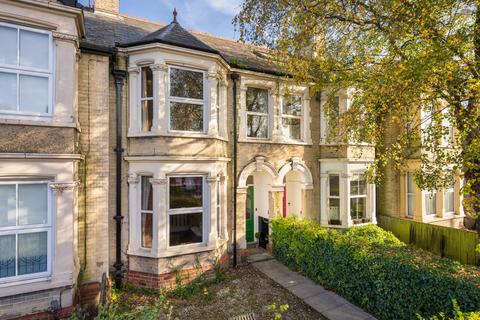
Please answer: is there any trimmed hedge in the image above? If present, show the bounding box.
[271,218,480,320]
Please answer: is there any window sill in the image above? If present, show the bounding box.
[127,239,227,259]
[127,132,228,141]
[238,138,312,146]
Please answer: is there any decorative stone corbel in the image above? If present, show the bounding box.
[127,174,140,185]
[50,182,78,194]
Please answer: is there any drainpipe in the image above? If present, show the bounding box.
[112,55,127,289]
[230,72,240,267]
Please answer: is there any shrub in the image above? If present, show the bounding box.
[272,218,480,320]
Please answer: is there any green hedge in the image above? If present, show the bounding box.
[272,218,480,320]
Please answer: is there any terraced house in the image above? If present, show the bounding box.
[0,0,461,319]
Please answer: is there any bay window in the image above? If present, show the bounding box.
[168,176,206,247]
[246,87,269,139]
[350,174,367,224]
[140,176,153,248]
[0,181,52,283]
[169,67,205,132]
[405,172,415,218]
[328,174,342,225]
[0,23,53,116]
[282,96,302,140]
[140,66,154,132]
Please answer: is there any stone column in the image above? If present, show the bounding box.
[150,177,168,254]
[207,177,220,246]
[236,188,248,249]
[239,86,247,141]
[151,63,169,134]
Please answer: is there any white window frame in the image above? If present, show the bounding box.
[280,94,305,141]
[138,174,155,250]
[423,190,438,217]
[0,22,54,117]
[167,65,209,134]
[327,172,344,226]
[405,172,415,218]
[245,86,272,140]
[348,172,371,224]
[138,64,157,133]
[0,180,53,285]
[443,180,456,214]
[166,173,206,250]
============
▶ _Exercise brief_:
Copy all of the data above word for word, leaving out the pictures.

▶ _Written answer_:
Please answer: is there any trimmed hedge in the image above? If present, show the bounding box.
[271,218,480,320]
Please answer: is there any window sill in the image above? If present, show the bounding box.
[127,239,227,259]
[127,132,228,141]
[238,138,312,146]
Please answer: is there any decorative stone corbel in the image above? If present, show the bounding box.
[127,174,140,185]
[50,182,78,194]
Please answer: is there any drainpipe in the image above? If present, show the bounding box.
[112,55,127,289]
[230,72,240,267]
Please answer: is there any shrub in the image above? If present, show the bounding box.
[272,218,480,320]
Please answer: is there any green hedge in the image above? If present, show the bounding box.
[272,218,480,320]
Please answer: is there any terraced house in the image above? If present, show the bounding box.
[0,0,461,319]
Please answer: is there any bay window in the image above? If present, show the bounding box.
[168,176,206,247]
[246,87,269,139]
[350,174,367,224]
[140,176,153,248]
[0,181,52,283]
[169,67,205,132]
[405,172,415,218]
[328,174,342,225]
[0,23,53,116]
[282,96,302,140]
[140,66,154,132]
Please answer: is there any stone column in the image above? If present, show the bounding box.
[150,177,168,254]
[207,177,220,246]
[236,188,248,249]
[239,86,247,141]
[151,63,169,134]
Please answer: is there any white window frame in the image above? If present, show the bounding box.
[280,94,305,141]
[138,174,155,250]
[423,190,438,217]
[0,22,54,117]
[167,65,209,134]
[327,172,344,226]
[405,172,415,218]
[245,86,272,140]
[348,172,371,224]
[138,64,157,133]
[0,180,53,285]
[443,180,456,214]
[166,173,206,250]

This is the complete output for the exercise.